**Work instructions**: Filter the dataset rows below, copying out every line that contains the string "sign". Matching is case-sensitive.

## begin Listed entries

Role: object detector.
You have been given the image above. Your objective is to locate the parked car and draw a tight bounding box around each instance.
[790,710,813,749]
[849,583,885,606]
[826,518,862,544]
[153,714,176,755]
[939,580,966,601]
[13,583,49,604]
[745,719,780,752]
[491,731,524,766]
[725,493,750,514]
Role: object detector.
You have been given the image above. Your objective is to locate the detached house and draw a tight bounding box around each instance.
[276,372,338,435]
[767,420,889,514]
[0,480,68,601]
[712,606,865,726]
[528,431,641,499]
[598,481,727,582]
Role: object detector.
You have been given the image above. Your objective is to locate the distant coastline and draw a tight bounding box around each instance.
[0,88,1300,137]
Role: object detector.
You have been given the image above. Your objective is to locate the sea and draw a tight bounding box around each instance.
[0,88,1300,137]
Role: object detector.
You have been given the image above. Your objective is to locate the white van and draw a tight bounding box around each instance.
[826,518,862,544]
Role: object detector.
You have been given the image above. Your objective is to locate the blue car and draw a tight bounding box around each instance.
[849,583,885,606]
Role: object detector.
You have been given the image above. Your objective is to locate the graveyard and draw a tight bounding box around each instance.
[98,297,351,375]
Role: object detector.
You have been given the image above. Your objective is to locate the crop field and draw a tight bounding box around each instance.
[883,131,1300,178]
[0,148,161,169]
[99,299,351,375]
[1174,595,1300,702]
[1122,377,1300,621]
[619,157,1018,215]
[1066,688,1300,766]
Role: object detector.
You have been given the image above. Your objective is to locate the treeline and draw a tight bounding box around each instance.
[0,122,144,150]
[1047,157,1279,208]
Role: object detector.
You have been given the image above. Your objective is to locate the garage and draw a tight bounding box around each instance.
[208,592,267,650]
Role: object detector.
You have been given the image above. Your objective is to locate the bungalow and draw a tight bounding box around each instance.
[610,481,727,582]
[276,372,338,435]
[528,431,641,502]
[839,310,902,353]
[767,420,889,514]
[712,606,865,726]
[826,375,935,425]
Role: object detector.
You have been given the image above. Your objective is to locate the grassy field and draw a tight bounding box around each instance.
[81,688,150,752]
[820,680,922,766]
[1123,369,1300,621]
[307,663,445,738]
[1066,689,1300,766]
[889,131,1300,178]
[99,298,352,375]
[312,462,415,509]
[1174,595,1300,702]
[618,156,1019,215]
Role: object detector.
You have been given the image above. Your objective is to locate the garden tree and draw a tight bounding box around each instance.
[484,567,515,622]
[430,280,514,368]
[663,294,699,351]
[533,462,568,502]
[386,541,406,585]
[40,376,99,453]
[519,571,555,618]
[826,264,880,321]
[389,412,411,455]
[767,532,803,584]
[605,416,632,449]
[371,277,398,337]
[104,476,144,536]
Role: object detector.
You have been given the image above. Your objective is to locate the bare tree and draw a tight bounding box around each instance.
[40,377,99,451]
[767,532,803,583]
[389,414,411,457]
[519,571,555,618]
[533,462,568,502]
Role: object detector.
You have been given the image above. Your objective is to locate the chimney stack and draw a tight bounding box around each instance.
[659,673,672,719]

## end Listed entries
## begin Listed entries

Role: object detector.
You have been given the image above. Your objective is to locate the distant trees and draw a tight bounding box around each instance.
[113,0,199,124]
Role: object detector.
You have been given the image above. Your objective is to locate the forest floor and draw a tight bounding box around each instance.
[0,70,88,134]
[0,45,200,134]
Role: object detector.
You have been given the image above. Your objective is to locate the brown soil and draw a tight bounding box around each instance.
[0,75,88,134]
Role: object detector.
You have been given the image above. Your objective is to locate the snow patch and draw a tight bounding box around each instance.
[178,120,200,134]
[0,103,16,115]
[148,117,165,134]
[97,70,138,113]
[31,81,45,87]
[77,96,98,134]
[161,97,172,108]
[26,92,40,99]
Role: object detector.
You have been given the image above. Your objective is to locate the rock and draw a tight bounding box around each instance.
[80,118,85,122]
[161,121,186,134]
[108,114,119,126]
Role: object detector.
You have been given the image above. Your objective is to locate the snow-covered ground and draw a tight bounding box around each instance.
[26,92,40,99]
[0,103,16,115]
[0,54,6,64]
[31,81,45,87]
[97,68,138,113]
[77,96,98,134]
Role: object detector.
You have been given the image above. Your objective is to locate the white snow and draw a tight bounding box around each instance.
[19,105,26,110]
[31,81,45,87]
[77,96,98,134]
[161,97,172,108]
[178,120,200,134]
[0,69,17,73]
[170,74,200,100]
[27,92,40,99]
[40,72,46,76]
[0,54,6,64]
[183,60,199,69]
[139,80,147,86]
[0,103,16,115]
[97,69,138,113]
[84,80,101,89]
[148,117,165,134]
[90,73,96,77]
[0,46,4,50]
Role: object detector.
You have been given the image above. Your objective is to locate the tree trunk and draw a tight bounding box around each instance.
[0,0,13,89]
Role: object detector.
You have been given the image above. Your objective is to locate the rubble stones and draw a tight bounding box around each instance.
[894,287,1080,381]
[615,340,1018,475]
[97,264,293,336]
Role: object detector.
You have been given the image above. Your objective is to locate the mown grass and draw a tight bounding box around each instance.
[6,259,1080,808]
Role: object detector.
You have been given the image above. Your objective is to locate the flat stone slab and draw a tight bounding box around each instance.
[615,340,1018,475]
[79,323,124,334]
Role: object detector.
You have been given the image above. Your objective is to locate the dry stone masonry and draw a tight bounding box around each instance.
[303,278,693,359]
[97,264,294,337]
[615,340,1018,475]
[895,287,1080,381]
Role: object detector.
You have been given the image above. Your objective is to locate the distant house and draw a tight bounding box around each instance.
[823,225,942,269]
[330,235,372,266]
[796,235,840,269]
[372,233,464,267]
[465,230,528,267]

## end Listed entries
## begin Listed entries

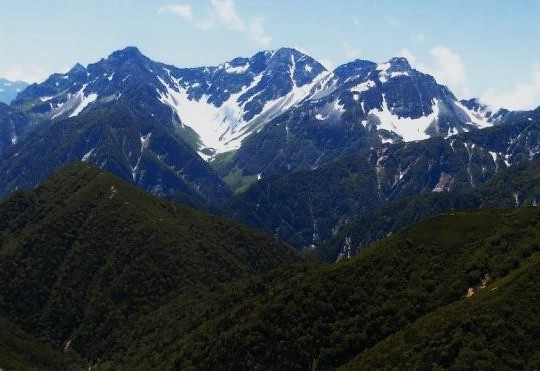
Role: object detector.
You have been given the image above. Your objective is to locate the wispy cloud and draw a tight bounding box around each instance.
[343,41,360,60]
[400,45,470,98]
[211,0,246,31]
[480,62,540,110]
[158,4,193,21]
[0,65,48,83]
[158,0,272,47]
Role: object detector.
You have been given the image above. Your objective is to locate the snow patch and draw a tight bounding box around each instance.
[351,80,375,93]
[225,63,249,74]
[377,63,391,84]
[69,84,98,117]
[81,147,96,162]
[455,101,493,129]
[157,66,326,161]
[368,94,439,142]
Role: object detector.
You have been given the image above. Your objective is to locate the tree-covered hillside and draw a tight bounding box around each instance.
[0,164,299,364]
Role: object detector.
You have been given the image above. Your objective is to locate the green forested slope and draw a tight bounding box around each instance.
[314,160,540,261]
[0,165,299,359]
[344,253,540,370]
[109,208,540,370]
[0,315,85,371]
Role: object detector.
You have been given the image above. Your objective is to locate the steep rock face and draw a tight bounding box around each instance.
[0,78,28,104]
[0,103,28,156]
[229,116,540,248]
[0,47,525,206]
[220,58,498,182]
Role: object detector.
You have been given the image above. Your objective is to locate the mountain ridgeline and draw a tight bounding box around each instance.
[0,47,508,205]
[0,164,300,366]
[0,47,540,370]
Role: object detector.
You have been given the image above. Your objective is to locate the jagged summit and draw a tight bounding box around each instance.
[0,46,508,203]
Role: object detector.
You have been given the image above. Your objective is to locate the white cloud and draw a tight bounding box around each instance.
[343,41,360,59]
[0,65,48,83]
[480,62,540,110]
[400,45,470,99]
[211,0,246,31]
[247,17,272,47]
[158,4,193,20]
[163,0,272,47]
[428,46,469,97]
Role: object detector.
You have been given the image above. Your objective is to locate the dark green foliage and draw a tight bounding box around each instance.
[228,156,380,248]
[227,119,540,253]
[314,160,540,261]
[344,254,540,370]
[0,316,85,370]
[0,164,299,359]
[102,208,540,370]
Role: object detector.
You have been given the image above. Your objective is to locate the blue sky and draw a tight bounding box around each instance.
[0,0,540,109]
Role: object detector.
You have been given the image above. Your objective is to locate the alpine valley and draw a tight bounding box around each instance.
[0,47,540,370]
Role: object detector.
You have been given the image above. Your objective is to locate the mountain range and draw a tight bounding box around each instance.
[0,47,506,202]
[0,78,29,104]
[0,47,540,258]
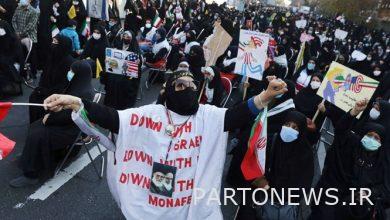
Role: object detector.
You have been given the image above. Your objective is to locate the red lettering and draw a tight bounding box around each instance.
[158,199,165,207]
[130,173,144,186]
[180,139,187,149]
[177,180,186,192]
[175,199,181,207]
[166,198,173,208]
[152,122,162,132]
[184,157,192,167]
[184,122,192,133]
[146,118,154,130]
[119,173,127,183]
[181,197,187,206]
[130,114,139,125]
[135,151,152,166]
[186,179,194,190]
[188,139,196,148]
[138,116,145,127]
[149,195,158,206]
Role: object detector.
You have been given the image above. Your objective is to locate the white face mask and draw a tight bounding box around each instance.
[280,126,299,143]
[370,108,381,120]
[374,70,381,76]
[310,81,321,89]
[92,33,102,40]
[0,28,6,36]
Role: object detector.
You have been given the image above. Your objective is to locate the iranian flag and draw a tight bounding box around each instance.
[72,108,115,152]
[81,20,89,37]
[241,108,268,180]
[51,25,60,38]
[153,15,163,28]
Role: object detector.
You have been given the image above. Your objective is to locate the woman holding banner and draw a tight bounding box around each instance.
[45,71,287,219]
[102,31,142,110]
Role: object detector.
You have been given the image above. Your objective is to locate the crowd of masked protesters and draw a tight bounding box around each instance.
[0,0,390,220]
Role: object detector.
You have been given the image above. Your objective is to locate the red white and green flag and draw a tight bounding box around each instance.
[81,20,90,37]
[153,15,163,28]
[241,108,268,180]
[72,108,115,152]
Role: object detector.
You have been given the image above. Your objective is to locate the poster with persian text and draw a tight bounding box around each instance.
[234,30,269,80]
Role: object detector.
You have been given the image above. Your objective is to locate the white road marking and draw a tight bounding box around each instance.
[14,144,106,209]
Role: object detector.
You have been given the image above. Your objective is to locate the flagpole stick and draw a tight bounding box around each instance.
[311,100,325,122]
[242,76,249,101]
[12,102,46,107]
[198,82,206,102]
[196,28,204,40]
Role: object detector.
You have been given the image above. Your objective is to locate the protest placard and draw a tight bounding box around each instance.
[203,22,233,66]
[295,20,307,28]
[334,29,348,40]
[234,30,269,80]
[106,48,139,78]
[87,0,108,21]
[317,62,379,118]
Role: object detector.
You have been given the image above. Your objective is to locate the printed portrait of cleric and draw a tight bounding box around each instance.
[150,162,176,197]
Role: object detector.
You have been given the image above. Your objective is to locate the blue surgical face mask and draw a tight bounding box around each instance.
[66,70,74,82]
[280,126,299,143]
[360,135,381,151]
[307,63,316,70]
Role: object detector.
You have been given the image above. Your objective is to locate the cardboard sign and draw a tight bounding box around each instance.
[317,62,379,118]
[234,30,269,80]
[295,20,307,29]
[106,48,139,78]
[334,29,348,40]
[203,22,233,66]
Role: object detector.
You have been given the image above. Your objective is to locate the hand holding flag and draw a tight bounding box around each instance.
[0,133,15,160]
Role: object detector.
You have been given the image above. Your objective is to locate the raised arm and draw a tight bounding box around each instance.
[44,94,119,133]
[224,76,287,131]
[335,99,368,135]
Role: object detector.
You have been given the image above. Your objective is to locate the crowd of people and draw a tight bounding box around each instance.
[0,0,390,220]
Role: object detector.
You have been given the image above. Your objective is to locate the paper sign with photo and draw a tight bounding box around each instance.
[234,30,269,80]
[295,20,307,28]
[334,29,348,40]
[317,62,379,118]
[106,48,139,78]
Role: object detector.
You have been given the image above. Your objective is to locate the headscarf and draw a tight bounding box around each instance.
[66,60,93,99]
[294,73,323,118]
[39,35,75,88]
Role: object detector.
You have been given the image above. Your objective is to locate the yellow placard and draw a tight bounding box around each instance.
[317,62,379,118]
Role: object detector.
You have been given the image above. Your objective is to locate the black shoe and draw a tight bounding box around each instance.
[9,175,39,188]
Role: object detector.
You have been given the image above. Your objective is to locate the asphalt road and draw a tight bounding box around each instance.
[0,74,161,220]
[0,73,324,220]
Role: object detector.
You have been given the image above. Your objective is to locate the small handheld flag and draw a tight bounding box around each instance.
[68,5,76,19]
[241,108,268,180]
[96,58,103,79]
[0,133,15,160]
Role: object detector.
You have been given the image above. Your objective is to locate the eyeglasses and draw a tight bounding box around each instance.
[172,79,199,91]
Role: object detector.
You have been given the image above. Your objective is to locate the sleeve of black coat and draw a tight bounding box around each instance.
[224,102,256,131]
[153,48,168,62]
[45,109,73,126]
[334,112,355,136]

## end Listed entries

**Output for this task**:
You have been given the image above. Your objective is to locate the cardboard sign and draw a tight bounding box around each instance.
You have been given the image above. Your objective is to locate the paper sign with photo and draw a tight bounding box around each instance.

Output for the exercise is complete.